Exercício 1
Responda com base no texto sobre o show de Caetano Veloso:
(a) Quem encabeça o quinteto Dônica?
(b) Em que dia e mês Caetano nasceu, segundo o texto?
(c) Quantos anos Caetano tinha na época do show?

Página
Quando a Dônica, que eu já conhecia, começou a tocar, apertou a vontade de ir ao banheiro, e depois de um dia todo em pé, foi a hora de sentar um bocado também. A molecada, um quinteto encabeçado por Tom, filho do tão-esperado-naquela-noite Caetano, tem um som muito do bacana, nos quais eu, ouvindo anteriormente, já tinha reconhecido traços de Novos Baianos (que amo/sou), Clube da Esquina e psicodelias setentistas, talvez até um pouco de rock progressivo. Mas a chuva e o cansaço foram injustos, e o som do herdeiro de parte da Tropicália acabou sendo ambiente. Um gostoso som ambiente, mas que perdeu minha atenção até que ouço uma das músicas que mais amo do Veloso-Pai, "Um índio", ao som da qual dancei sozinha enquanto todo mundo tinha ido ao banheiro. Ninguém por perto deu a mínima. E não era o meu véio que tinha ido cantar com o filho?
Minha cara, minha cuca
Antes que eu fale sobre o show do Caetano, é preciso saber que eu, pueril e pretensiosamente, tenho uma crença cega de que somos ligados. Não acredito em astrologia, mas amo falar que somos leoninos virados no satanás, nascidos sob o mesmo 7 de agosto. Astros à parte, adoro a certa intransigência com as conformidades que marca muito da obra do Caê, finjo que "leãozinho" foi escrita pra mim, e me espanto em como "Podres Poderes" poderia ser cantada em qualquer época da humanidade, sobretudo da "América católicá" de "ridículos tiranos". Fico encantada com a maturidade com que o amor é tratado em "Nosso estranho amor", que desmitifica o romantismo a la Disney e pede, com franqueza tão brutal quanto delicada "Deixa o ciúme chegar/ Deixa o ciúme passar e sigamos juntos." Lindo.
O show foi um grande karaokê por vários momentos da carreira do Caetano. Sempre haverá quem reclame que o cara não tocou o lado B, que o cara fez o show sentado, que o cara não ficou batendo papo com o público, que o cara tocou uma hora e pouca de músicas que todo mundo sabia cantar. Com SETENTA E QUATRO anos, uma obra que influenciou gerações de artistas e de vidas de tantas maneiras distintas, um pensamento que abriu a cabeça de tantas pessoas, e questionamentos que ajudaram a abrir os caminhos do país (ainda que hoje estejam se fechando, mas isto é outra história), ainda tem quem cague regra sobre o que este (genial) senhor deva fazer? Façam-me o favor!

Dados
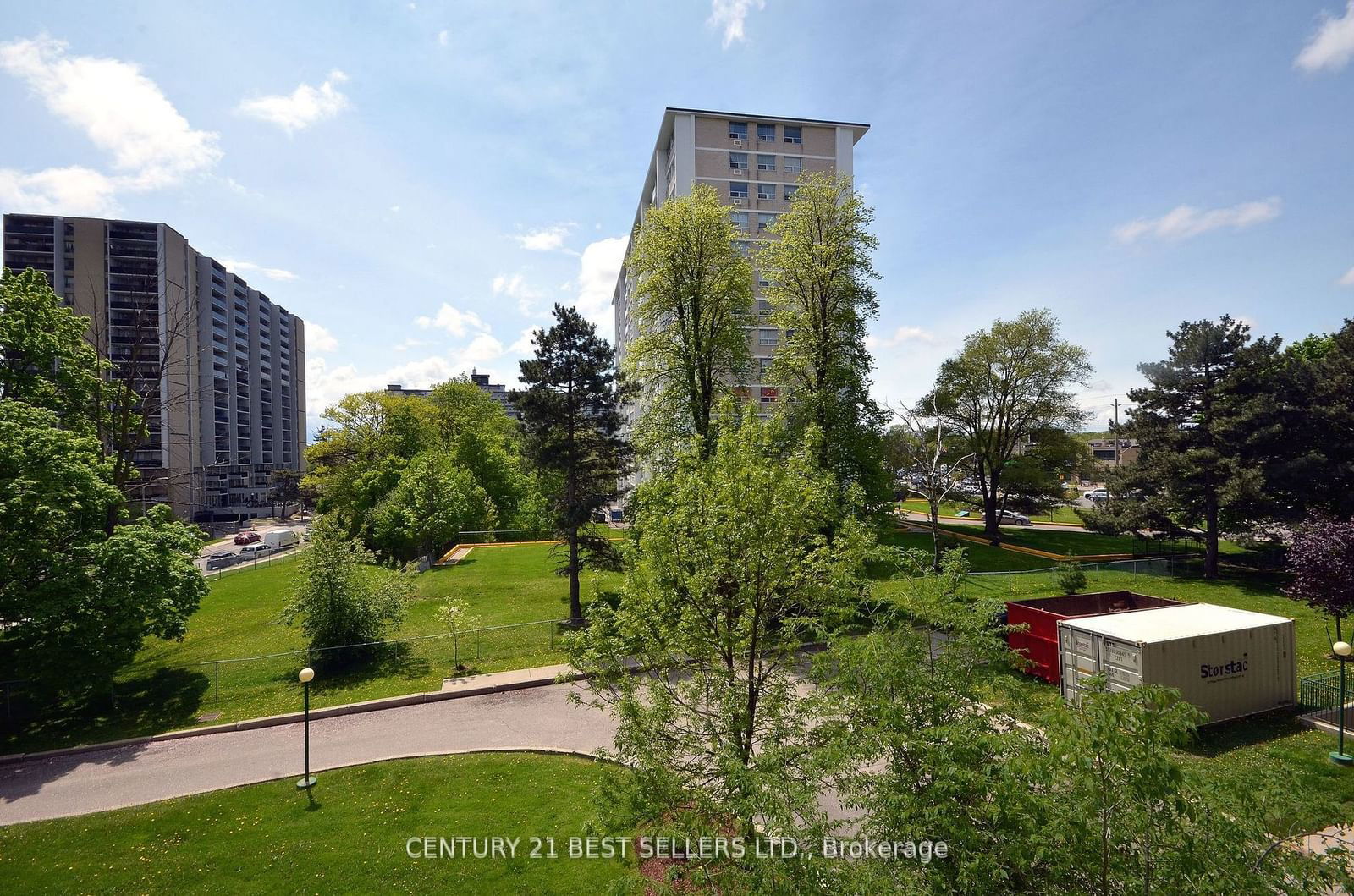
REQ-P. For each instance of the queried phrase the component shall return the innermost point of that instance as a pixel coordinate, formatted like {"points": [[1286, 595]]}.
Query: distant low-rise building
{"points": [[494, 390], [1110, 453]]}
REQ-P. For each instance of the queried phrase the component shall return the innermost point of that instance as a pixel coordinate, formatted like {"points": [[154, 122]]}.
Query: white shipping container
{"points": [[1227, 662]]}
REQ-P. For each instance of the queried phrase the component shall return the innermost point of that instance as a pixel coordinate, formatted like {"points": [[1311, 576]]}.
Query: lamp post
{"points": [[1342, 651], [306, 674]]}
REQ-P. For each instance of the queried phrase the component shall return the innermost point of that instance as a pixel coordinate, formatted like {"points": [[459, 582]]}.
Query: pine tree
{"points": [[570, 413], [1193, 421]]}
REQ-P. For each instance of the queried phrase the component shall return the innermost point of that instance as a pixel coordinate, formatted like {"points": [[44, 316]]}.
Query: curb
{"points": [[290, 717]]}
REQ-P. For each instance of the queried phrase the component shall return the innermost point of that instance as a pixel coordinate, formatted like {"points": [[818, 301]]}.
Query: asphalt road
{"points": [[530, 719], [978, 523]]}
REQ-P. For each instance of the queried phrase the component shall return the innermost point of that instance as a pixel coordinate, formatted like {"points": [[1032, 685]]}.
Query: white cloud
{"points": [[900, 338], [453, 320], [730, 16], [250, 267], [1184, 223], [121, 111], [302, 107], [318, 338], [545, 239], [518, 289], [599, 266], [1333, 45], [523, 347], [327, 385], [58, 191]]}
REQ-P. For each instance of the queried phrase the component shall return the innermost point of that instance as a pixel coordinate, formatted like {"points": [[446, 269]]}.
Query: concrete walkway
{"points": [[117, 778]]}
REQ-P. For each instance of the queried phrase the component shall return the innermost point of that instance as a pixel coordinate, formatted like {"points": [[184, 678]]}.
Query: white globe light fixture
{"points": [[305, 677]]}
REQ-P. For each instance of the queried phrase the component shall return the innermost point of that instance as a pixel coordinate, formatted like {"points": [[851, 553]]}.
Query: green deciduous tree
{"points": [[45, 358], [80, 591], [433, 501], [692, 298], [570, 415], [361, 460], [728, 575], [1008, 383], [340, 597], [139, 582], [821, 297]]}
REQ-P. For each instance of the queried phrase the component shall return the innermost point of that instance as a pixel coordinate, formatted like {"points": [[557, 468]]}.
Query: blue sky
{"points": [[421, 180]]}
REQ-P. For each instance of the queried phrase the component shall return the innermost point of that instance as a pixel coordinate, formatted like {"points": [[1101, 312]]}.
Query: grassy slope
{"points": [[268, 838], [168, 686], [1272, 749]]}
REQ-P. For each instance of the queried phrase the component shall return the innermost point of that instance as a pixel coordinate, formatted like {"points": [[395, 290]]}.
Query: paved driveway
{"points": [[535, 717]]}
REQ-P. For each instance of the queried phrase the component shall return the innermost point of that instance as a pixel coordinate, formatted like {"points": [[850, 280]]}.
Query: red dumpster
{"points": [[1040, 616]]}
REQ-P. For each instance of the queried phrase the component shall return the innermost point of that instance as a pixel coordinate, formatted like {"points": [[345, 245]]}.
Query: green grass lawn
{"points": [[1268, 749], [1076, 543], [983, 558], [268, 838], [171, 684]]}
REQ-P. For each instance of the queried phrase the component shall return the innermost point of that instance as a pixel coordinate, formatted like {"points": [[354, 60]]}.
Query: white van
{"points": [[281, 539]]}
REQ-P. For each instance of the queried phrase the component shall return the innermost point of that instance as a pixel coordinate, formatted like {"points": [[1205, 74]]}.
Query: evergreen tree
{"points": [[1195, 474], [819, 270], [570, 413]]}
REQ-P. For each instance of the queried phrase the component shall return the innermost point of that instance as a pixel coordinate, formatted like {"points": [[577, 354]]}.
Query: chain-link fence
{"points": [[1100, 577]]}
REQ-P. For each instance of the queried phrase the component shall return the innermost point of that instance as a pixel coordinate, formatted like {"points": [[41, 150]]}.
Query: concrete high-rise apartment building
{"points": [[753, 162], [223, 366]]}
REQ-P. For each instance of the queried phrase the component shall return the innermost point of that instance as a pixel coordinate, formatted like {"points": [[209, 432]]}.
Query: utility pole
{"points": [[1116, 433]]}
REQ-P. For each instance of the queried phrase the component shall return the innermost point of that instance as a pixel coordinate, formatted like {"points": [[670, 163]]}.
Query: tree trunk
{"points": [[575, 608], [990, 517], [934, 519], [1211, 537]]}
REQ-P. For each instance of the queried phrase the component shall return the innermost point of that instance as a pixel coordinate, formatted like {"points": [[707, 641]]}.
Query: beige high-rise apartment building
{"points": [[753, 162], [223, 367]]}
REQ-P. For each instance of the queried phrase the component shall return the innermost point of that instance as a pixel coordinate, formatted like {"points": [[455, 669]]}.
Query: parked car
{"points": [[1010, 517]]}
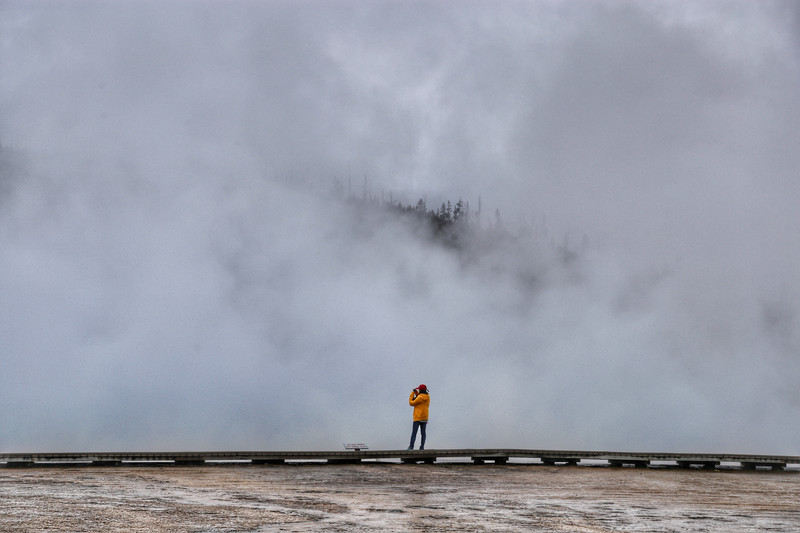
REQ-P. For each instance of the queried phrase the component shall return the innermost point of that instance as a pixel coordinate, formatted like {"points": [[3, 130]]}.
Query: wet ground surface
{"points": [[394, 497]]}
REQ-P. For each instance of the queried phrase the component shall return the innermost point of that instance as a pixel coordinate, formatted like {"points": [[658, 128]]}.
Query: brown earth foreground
{"points": [[394, 497]]}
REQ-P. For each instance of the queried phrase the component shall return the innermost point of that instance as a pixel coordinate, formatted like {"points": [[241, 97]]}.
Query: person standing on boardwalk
{"points": [[419, 400]]}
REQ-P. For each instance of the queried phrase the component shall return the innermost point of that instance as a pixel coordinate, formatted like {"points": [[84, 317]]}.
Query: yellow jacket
{"points": [[420, 404]]}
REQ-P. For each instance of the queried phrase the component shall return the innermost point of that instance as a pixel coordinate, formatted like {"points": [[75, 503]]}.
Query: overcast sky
{"points": [[173, 276]]}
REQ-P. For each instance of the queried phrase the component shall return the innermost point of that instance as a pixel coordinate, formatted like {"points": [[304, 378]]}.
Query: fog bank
{"points": [[176, 273]]}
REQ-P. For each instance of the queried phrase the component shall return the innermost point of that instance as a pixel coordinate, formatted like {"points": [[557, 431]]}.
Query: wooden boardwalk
{"points": [[476, 456]]}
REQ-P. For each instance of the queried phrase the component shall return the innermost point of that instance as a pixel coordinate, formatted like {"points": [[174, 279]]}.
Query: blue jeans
{"points": [[421, 427]]}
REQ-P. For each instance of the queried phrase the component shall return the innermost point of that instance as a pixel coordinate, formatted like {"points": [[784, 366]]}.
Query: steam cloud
{"points": [[175, 275]]}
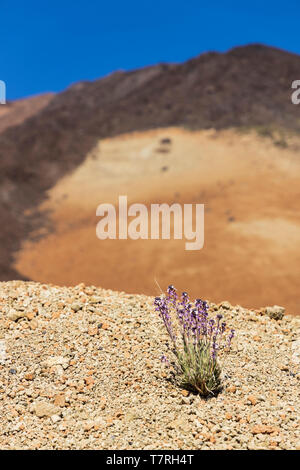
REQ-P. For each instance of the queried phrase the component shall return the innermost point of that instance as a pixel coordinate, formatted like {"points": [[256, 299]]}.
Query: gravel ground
{"points": [[80, 368]]}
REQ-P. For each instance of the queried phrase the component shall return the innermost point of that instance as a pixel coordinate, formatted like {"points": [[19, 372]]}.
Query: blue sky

Exercício 2
Informe todas as linhas dos registros que contêm a palavra "high". Considere a diferença entre maiúsculas e minúsculas.

Resposta correta 1
(a) Tom, filho de Caetano, encabeça o quinteto.
(b) Caetano nasceu em 7 de agosto.
(c) Ele tinha setenta e quatro anos.

Resposta correta 2
Query: concrete high-rise apartment building
Query: beige high-rise apartment building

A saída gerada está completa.